* EXTRAIT DE PAGE:
Le problème de Shlomi est qu’il ne grandit pas dans un pays où son intensité vitale peut s’exprimer comme il le souhaite. Il est Israélien et, à dix-huit ans, on ne vit pas sa vie choisie, on fait son service militaire obligatoire et on sert sur les terrains de combat. Lors d’une opération à Gaza, Shlomi est séparé de son unité, il en profite pour s’enfuir du champ de bataille. C’est ici que va commencer sa course folle de 24 heures. De la maison de ses parents, vide, pour une raison mystérieuse qui s’expliquera plus tard, à Tel Aviv dans le restaurant où sa bonne amie travaille, en passant par la plage où, dans une scène à la fois drôle dans sa mise en scène et tragique dans son signifié, il va rencontrer deux touristes français∙es s’extasiant d’être en présence de ce jeune soldat qui représente pour eux « l’esprit du peuple juif ». Leur fascination va faire long feu lorsque le jeune homme se délestera de ses habits de soldat et volera ceux du touriste, ne gardant en bandoulière que sa mitraillette.

Dani Rosenberg nous entraîne avec virtuosité dans un enchaînement de séquences où Shlomi court et saute avec une énergie vitale d’un endroit à l’autre de sa vie, énergie qui va petit à petit s’étioler,;au fil du film, il se dépouille de ses illusions de jeunesse, de l’innocence qu’il avait encore. L’adolescent qu’il était au début de la journée va physiquement être marqué par la fatigue de cette course sans fin, son visage va s’émacier, les oripeaux de l’enfance vont disparaître dans le bourbier dans lequel il s’est mis en désertant, puisque tout le pays pense qu’il a été enlevé par des combattants de Gaza. Le traumatisme Gilad Shalit (soldat capturé par des combattants palestiniens en 2006 et libéré en 2011 en échange de la libération de centaines de prisonnier∙es palestinien∙nes) se réveille, les médias d’infos en continu obtiennent le nom du soldat soi-disant disparu, commencent à faire le pied de grue devant le domicile de Shlomi, pendant que l’armée intensifie ses attaques sur Gaza.

— Ido Tako – The Vanishing Soldier
Image courtoisie Festival du film de Locarno

Dani Rosenberg, avec son second long métrage, projette à travers l’écran une réalité cruelle qui mange les élans de vie des enfants de son pays, acculés à devoir partir, comme la petite amie de Shlomi, ou à servir l’armée et risquer leur vie dans des combats dont ils et elles ne connaissent pas les finalités. Évidemment, si leur horizon est obstrué, n’oublions pas que celui de ceux qui sont de l’autre côté du mur est, lui, sans aucun débouché.

* CONSIGNE A:
Recopiez tel quel, dans les entrées, tout ce qui va de la ligne contenant « TARGET: man's hand » jusqu'à la dernière entrée.

* DONNÉES FOURNIES:
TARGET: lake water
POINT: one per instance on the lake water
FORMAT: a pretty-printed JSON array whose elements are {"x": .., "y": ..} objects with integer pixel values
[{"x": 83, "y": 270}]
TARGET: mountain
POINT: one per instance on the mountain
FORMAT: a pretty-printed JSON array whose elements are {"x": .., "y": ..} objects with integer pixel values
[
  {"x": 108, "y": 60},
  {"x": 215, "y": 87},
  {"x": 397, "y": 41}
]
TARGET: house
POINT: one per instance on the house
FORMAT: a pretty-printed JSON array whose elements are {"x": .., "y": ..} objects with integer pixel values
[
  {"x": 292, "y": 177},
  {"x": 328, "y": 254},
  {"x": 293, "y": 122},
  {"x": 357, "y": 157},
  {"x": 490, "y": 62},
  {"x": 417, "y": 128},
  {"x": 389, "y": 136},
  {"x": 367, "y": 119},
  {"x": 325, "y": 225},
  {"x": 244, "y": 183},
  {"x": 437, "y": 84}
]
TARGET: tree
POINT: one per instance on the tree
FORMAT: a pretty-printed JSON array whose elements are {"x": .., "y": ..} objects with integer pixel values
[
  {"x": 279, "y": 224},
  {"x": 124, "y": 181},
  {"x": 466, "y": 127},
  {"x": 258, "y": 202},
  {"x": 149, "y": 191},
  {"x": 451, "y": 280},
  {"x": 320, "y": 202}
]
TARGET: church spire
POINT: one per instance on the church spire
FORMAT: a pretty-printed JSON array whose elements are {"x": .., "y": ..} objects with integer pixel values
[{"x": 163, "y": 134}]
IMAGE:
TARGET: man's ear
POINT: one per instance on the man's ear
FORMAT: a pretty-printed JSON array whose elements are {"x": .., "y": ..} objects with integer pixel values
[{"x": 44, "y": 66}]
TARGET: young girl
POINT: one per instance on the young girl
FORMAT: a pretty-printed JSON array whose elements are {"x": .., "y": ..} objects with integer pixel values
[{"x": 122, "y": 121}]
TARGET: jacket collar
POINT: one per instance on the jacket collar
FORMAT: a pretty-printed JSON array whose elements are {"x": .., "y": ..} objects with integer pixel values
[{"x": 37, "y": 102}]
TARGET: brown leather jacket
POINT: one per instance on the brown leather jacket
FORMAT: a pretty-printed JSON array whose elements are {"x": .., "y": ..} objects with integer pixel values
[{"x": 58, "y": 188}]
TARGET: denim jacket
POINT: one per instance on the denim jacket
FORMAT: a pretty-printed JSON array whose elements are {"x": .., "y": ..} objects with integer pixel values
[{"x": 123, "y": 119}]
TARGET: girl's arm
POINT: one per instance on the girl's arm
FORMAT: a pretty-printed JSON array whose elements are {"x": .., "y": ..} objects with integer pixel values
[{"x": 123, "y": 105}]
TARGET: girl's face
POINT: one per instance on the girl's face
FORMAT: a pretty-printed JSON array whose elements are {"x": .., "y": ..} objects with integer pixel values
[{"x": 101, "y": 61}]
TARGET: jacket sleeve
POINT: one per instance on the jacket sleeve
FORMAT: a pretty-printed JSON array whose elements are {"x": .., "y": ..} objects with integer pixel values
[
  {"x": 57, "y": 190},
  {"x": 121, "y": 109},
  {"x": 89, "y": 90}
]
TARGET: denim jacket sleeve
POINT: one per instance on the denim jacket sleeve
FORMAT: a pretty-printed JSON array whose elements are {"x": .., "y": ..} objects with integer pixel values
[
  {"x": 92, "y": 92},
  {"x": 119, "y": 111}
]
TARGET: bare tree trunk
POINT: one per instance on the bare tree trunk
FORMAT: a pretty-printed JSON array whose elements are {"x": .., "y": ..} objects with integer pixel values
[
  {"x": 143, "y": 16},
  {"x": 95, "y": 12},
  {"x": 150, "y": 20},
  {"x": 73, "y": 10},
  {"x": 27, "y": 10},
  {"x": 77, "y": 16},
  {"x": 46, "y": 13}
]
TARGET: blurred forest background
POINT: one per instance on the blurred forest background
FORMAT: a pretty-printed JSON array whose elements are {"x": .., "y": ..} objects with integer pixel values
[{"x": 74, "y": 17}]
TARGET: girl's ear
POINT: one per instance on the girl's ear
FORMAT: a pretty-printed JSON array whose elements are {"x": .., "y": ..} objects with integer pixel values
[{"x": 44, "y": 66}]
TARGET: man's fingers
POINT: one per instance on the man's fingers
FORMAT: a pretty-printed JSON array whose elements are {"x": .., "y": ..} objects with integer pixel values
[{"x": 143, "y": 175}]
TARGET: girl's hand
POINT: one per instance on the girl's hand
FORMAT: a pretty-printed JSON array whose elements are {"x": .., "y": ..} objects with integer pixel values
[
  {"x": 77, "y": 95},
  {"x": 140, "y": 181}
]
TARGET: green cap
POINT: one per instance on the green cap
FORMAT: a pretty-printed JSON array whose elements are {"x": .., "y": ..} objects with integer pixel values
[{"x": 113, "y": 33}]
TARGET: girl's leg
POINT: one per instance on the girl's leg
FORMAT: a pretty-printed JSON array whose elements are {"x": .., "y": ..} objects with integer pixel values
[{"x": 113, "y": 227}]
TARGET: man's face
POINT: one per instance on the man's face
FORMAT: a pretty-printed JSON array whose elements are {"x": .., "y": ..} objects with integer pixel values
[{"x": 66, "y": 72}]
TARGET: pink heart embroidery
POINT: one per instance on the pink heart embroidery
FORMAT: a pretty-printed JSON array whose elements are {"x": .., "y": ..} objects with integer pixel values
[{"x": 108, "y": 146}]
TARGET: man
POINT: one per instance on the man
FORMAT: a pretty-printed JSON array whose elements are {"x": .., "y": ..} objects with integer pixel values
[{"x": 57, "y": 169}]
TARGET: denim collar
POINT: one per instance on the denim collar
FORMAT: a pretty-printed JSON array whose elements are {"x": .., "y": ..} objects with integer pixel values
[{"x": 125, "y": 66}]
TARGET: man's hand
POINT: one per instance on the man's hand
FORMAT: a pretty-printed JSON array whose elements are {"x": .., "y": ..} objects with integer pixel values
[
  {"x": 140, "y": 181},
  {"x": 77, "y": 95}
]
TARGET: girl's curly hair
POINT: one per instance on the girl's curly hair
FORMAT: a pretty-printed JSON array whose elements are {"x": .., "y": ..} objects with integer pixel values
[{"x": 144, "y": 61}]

* CONSIGNE B:
D'après l'extrait de page, en quelle année Gilad Shalit a-t-il été capturé ?

* RÉPONSE A:
TARGET: man's hand
POINT: one per instance on the man's hand
FORMAT: a pretty-printed JSON array whose elements are {"x": .., "y": ..} objects with integer pixel values
[
  {"x": 140, "y": 181},
  {"x": 77, "y": 95}
]
TARGET: girl's curly hair
POINT: one per instance on the girl's curly hair
FORMAT: a pretty-printed JSON array whose elements are {"x": .., "y": ..} objects with integer pixel values
[{"x": 144, "y": 61}]

* RÉPONSE B:
En 2006.